Rewrite each line of the material below as an entry in a numbered list, skipping any blank lines. Omit the pictures from your answer.

---- RECORDS FOR THE TASK

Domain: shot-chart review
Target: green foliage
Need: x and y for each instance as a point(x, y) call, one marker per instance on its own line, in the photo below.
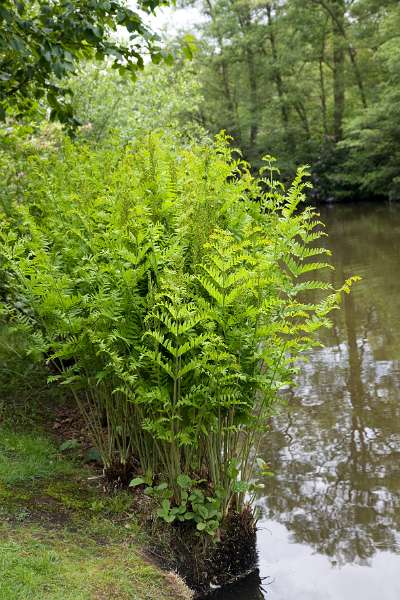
point(298, 78)
point(170, 291)
point(42, 41)
point(163, 98)
point(27, 457)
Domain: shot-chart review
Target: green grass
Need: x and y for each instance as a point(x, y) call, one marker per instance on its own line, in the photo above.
point(61, 537)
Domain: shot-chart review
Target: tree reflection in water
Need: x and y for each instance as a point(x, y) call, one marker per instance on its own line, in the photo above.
point(336, 448)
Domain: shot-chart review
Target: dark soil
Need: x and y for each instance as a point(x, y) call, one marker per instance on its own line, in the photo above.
point(204, 564)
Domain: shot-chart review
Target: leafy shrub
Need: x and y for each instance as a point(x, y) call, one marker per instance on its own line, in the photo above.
point(167, 286)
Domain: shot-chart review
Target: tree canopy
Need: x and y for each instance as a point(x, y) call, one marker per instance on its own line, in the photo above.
point(42, 41)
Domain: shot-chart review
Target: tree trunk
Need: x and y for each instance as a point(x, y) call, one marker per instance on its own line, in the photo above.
point(338, 8)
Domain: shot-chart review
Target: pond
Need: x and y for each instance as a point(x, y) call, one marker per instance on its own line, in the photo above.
point(330, 526)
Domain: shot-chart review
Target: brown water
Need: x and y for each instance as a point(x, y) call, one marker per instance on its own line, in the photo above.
point(330, 527)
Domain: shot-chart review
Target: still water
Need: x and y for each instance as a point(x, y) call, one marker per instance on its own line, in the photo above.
point(330, 527)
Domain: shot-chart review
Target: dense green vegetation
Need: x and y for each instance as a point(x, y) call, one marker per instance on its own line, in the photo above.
point(156, 306)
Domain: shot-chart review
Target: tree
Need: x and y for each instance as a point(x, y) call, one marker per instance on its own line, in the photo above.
point(41, 42)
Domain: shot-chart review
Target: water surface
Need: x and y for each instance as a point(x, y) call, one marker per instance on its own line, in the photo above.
point(330, 527)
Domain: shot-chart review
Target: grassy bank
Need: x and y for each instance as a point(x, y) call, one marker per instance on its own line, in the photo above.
point(61, 537)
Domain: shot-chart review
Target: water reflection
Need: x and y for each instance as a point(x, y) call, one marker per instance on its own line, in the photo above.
point(331, 516)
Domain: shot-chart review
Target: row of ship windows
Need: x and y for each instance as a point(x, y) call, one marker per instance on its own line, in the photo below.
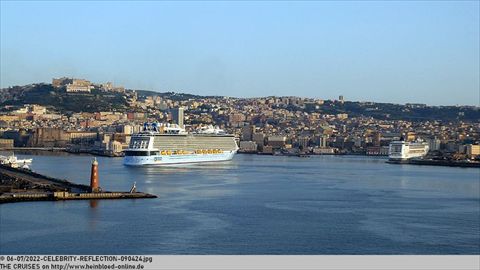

--------

> **PROBLEM SOLUTION**
1. Domain: shot-chart review
2. Target: green foliage
3. Need: x and y for each instance as a point(x, y) call, one marker per instance on its own line, in the photo below.
4. point(298, 78)
5. point(170, 291)
6. point(42, 41)
7. point(163, 98)
8. point(27, 457)
9. Domain: shot-chart review
10. Target: green grass
11. Need: x and y for each instance as a point(x, y) call, one marker per instance on its own line, in the photo above.
12. point(61, 537)
13. Domain: shot-chart review
14. Target: tree reflection in water
15. Need: x and y for each instance as a point(x, y) call, one marker per instance on its own line, in the photo above.
16. point(336, 448)
17. Domain: shot-chart review
18. Target: dark soil
19. Need: x and y for each instance as a point(x, y) call, one marker per instance on its own line, in the photo above.
20. point(204, 564)
21. Domain: shot-chart review
22. Target: leafy shrub
23. Need: x and y for each instance as a point(x, y) call, one marker per instance on its own line, in the photo above.
24. point(167, 286)
25. Domain: shot-chart review
26. Target: tree canopy
27. Need: x and y for each instance as a point(x, y) call, one marker per instance on its own line, in the photo above.
28. point(42, 41)
29. Domain: shot-chart review
30. Target: tree trunk
31. Need: x and y for each instance as a point(x, y) call, one marker per instance on its own line, in the photo above.
32. point(338, 8)
33. Domain: shot-chart review
34. Target: pond
35. Need: x and y for each instance as a point(x, y) call, one marker per instance on its own line, in the photo above.
36. point(330, 526)
37. Domain: shot-chart review
38. Target: brown water
39. Need: x and y for each instance as a point(x, y) call, one marker per instance on its own line, in the photo above.
40. point(330, 527)
41. Domain: shot-chart review
42. Target: still water
43. Need: x and y for each instance as a point(x, y) call, one marker per instance on its own line, in the photo above.
44. point(330, 527)
45. Domain: shot-chart review
46. Target: dense green vegetation
47. Need: x and y for each instance as a point(x, y) call, one marker per instance on its own line, in the photo above.
48. point(156, 306)
49. Domain: shot-chart review
50. Target: tree
51. Need: x and y for each instance as a point(x, y) call, one marker per instance on its own line, in the photo above.
52. point(41, 42)
53. Domain: shot-chart review
54. Target: water surface
55. Need: x and y for each instance as a point(x, y) call, one marker per instance on its own line, in the photo above.
56. point(330, 527)
57. Domain: shot-chart review
58. Target: grassy bank
59. Need: x and y for each instance as a point(x, y) call, one marker per instance on its own line, in the photo above.
60. point(61, 537)
61. Domain: shot-chart review
62. Target: water reflection
63. Need: x and y for each instance as a point(x, y) call, one marker per instance on its own line, in the photo above.
64. point(331, 516)
65. Domain: shot-chart review
66. Target: row of ship windows
67. Need: x and y for each instance as a point(x, y) call, one marker per instance on its own line, in the photo below.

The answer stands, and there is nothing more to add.